[Saved entries]
+++++

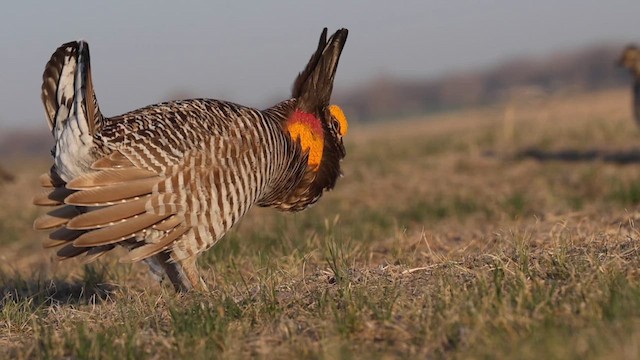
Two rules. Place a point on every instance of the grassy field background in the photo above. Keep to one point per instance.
(502, 232)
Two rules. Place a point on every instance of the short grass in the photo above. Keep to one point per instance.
(443, 240)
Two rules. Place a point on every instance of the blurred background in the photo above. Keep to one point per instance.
(401, 59)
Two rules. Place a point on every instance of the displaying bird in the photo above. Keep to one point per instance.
(630, 59)
(167, 181)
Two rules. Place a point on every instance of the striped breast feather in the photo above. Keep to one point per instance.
(172, 210)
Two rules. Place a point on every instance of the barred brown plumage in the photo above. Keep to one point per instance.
(169, 180)
(630, 59)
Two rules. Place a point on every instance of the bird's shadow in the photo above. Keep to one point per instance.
(37, 292)
(631, 156)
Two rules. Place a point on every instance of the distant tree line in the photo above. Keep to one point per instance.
(589, 69)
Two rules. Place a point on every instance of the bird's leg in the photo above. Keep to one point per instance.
(176, 273)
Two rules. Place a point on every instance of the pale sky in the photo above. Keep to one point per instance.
(249, 52)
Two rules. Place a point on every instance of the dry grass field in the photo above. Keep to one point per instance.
(503, 232)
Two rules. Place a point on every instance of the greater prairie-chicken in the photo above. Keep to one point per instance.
(630, 59)
(168, 180)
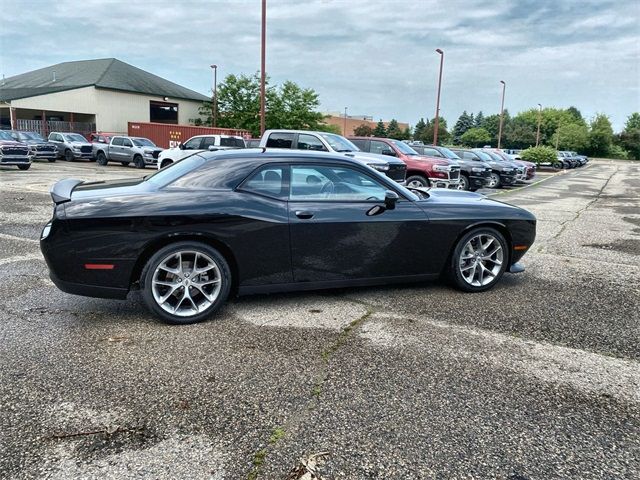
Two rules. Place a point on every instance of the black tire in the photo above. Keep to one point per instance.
(454, 273)
(138, 161)
(418, 179)
(146, 282)
(464, 182)
(494, 181)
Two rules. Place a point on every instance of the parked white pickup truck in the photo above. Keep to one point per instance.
(198, 144)
(140, 151)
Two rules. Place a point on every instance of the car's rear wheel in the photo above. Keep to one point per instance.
(101, 158)
(493, 181)
(138, 161)
(479, 260)
(185, 282)
(417, 181)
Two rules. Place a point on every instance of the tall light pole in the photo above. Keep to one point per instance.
(539, 121)
(262, 66)
(436, 126)
(504, 86)
(214, 99)
(344, 130)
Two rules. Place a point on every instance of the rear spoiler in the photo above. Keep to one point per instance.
(61, 191)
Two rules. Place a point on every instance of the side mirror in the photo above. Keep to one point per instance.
(390, 199)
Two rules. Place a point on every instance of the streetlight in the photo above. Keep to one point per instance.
(539, 120)
(344, 130)
(214, 99)
(504, 86)
(435, 131)
(262, 66)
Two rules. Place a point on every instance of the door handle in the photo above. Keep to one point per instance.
(304, 215)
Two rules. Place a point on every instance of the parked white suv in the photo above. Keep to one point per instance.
(199, 143)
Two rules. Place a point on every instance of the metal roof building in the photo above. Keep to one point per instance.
(102, 94)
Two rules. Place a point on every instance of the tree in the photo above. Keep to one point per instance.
(418, 130)
(393, 130)
(573, 137)
(600, 135)
(287, 105)
(476, 137)
(629, 138)
(464, 123)
(363, 130)
(380, 131)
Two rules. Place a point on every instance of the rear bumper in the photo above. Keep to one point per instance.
(89, 290)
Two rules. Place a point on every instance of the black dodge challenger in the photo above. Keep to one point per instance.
(250, 221)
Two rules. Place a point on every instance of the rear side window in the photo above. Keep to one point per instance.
(269, 181)
(280, 140)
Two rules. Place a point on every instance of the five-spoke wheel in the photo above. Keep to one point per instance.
(186, 282)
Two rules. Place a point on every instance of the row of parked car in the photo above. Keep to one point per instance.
(414, 164)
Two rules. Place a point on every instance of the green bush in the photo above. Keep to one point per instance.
(539, 155)
(616, 151)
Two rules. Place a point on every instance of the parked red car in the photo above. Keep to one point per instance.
(422, 171)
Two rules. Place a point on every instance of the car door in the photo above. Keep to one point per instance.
(340, 230)
(126, 150)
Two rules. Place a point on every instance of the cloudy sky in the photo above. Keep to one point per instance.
(375, 57)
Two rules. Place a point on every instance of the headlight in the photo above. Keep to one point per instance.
(381, 167)
(45, 231)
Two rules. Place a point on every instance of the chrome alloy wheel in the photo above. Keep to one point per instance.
(186, 283)
(481, 260)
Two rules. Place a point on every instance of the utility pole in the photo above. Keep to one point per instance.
(262, 67)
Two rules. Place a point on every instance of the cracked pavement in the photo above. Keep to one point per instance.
(538, 378)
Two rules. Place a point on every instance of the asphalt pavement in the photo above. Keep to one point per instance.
(537, 379)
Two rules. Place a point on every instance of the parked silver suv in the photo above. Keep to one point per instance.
(71, 146)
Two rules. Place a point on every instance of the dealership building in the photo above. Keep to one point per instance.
(93, 95)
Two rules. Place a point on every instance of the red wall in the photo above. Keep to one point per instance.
(166, 135)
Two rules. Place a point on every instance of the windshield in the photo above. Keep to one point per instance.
(174, 171)
(404, 148)
(143, 142)
(74, 137)
(339, 143)
(448, 153)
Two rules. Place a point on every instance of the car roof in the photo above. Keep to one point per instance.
(274, 155)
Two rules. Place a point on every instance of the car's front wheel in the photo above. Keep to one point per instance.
(479, 260)
(417, 181)
(185, 282)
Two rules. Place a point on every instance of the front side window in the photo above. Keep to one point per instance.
(193, 144)
(310, 142)
(280, 140)
(268, 180)
(331, 183)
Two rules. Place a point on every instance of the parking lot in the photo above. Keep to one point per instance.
(538, 378)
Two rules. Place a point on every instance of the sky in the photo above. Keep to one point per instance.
(376, 58)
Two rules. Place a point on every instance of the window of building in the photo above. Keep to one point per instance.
(163, 112)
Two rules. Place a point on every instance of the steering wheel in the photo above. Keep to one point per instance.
(327, 189)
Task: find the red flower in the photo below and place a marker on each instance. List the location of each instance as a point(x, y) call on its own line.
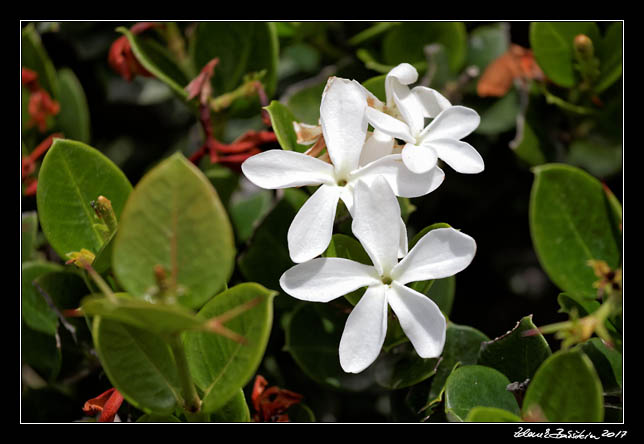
point(272, 403)
point(107, 404)
point(122, 59)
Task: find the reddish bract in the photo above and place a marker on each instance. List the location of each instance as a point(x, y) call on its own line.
point(272, 403)
point(107, 404)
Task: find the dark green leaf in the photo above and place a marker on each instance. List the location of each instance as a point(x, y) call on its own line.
point(471, 386)
point(515, 355)
point(219, 365)
point(566, 388)
point(73, 175)
point(572, 222)
point(552, 44)
point(139, 364)
point(174, 219)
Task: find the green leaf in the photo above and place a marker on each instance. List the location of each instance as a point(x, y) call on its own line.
point(282, 120)
point(35, 57)
point(71, 176)
point(267, 256)
point(247, 212)
point(312, 337)
point(28, 233)
point(402, 367)
point(73, 118)
point(174, 219)
point(155, 318)
point(571, 222)
point(515, 355)
point(235, 410)
point(157, 61)
point(552, 44)
point(610, 55)
point(566, 388)
point(491, 414)
point(220, 366)
point(36, 313)
point(607, 362)
point(242, 48)
point(470, 386)
point(405, 43)
point(139, 364)
point(486, 44)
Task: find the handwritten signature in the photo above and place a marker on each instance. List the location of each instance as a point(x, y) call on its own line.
point(567, 434)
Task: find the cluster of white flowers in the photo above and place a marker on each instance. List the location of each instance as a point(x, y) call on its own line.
point(367, 170)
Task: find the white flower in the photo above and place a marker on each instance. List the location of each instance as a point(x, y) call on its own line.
point(425, 144)
point(440, 253)
point(344, 126)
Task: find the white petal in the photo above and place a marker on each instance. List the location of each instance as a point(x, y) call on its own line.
point(419, 158)
point(440, 253)
point(311, 229)
point(389, 125)
point(375, 213)
point(461, 156)
point(378, 145)
point(344, 125)
point(432, 101)
point(285, 169)
point(404, 74)
point(324, 279)
point(455, 122)
point(402, 181)
point(420, 319)
point(365, 331)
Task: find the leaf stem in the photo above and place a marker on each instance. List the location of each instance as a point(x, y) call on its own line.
point(192, 403)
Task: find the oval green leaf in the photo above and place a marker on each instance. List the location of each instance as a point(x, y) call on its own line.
point(174, 219)
point(71, 176)
point(571, 222)
point(566, 388)
point(515, 355)
point(219, 365)
point(552, 44)
point(476, 385)
point(139, 364)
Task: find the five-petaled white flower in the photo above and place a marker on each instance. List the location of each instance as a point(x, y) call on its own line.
point(425, 144)
point(440, 253)
point(344, 127)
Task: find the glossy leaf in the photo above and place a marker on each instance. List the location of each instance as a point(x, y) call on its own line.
point(157, 61)
point(28, 234)
point(515, 355)
point(219, 365)
point(491, 414)
point(242, 48)
point(155, 318)
point(73, 175)
point(282, 121)
point(607, 362)
point(406, 42)
point(471, 386)
point(139, 364)
point(566, 388)
point(174, 219)
point(462, 345)
point(572, 222)
point(552, 44)
point(73, 118)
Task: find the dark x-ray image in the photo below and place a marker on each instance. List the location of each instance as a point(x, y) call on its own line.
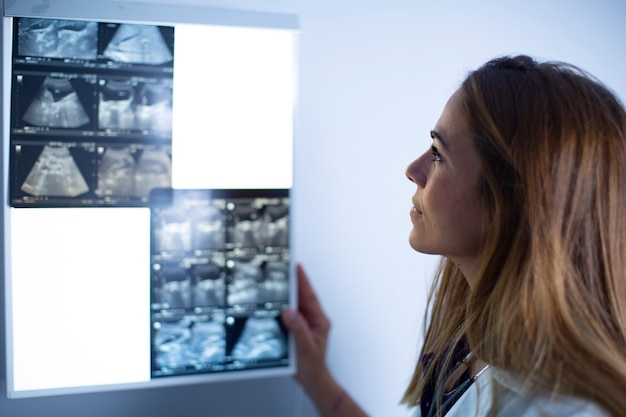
point(209, 231)
point(256, 281)
point(171, 230)
point(56, 103)
point(56, 174)
point(209, 285)
point(261, 339)
point(51, 38)
point(154, 170)
point(188, 343)
point(135, 105)
point(138, 44)
point(255, 225)
point(172, 286)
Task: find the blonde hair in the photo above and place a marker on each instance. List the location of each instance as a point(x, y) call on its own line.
point(549, 302)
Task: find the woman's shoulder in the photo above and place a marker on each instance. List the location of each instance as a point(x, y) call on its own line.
point(512, 400)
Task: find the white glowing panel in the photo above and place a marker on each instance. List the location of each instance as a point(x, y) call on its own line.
point(80, 297)
point(237, 91)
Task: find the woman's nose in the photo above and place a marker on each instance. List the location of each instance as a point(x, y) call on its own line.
point(415, 172)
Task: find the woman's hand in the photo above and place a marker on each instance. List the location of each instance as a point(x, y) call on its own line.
point(309, 327)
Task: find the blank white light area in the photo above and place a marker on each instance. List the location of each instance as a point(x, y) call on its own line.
point(233, 107)
point(80, 297)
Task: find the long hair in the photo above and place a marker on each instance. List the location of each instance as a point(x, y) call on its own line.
point(549, 302)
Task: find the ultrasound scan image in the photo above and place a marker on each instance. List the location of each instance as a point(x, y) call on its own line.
point(116, 171)
point(153, 110)
point(188, 343)
point(173, 287)
point(115, 107)
point(209, 285)
point(260, 339)
point(129, 104)
point(62, 39)
point(138, 44)
point(55, 174)
point(154, 170)
point(56, 105)
point(172, 231)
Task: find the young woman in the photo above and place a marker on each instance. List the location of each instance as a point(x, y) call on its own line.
point(523, 193)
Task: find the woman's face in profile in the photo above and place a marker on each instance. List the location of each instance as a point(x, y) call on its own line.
point(446, 214)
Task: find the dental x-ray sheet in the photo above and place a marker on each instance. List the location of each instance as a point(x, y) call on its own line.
point(220, 268)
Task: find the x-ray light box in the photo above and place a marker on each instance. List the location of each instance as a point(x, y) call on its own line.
point(147, 177)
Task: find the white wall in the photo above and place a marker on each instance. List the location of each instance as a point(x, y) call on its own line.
point(374, 76)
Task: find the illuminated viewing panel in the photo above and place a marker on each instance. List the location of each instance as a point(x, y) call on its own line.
point(147, 182)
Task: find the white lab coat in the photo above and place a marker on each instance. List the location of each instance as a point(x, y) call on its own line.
point(514, 401)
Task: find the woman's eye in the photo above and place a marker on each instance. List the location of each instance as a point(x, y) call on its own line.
point(436, 154)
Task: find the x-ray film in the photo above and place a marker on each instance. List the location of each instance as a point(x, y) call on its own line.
point(102, 87)
point(138, 44)
point(60, 39)
point(204, 266)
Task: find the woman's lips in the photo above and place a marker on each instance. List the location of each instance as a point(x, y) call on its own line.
point(415, 212)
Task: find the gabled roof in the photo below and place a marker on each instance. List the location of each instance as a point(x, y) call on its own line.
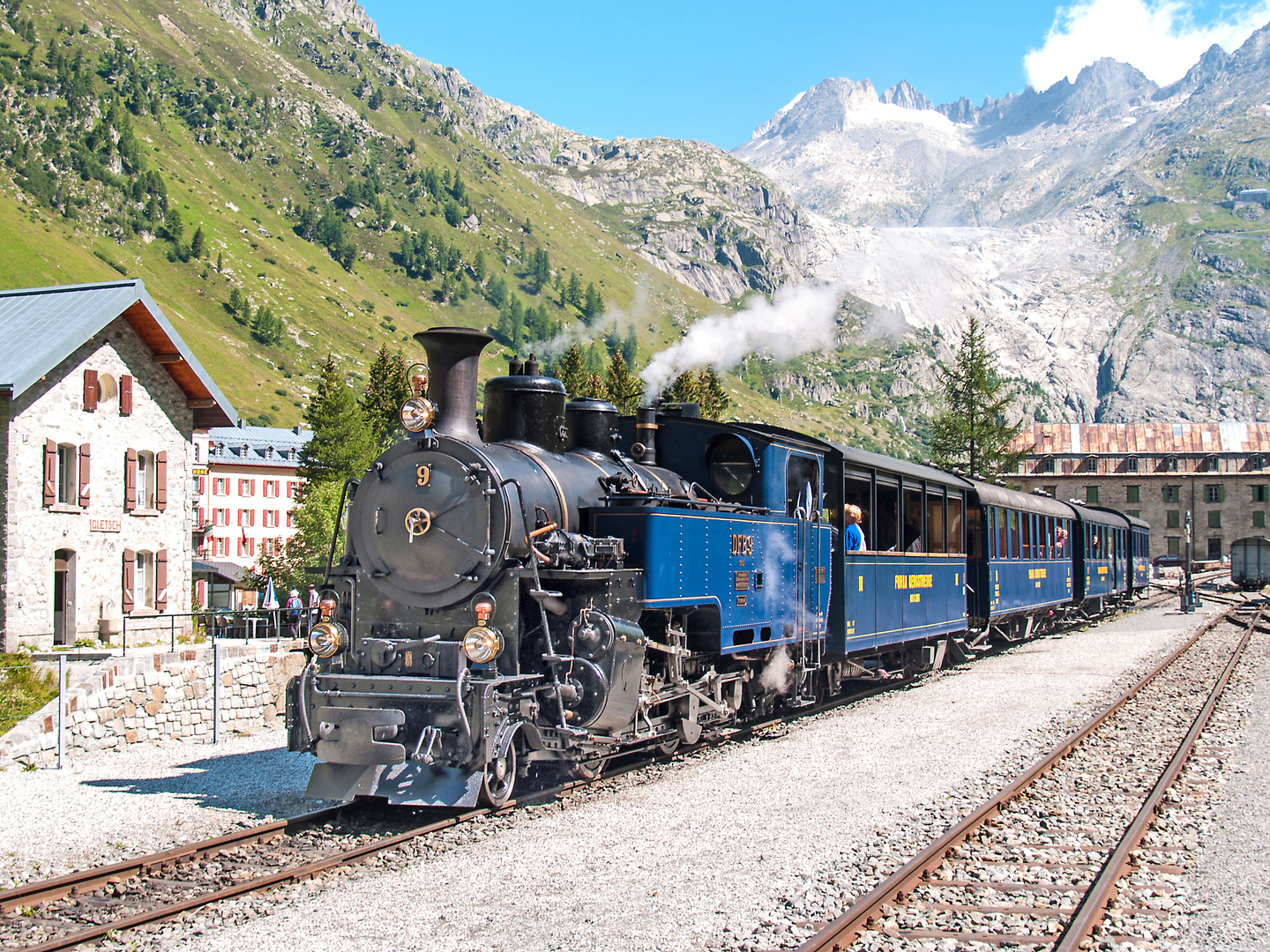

+++++

How many lines of the material above contain the string "five"? Reply with the number alone.

2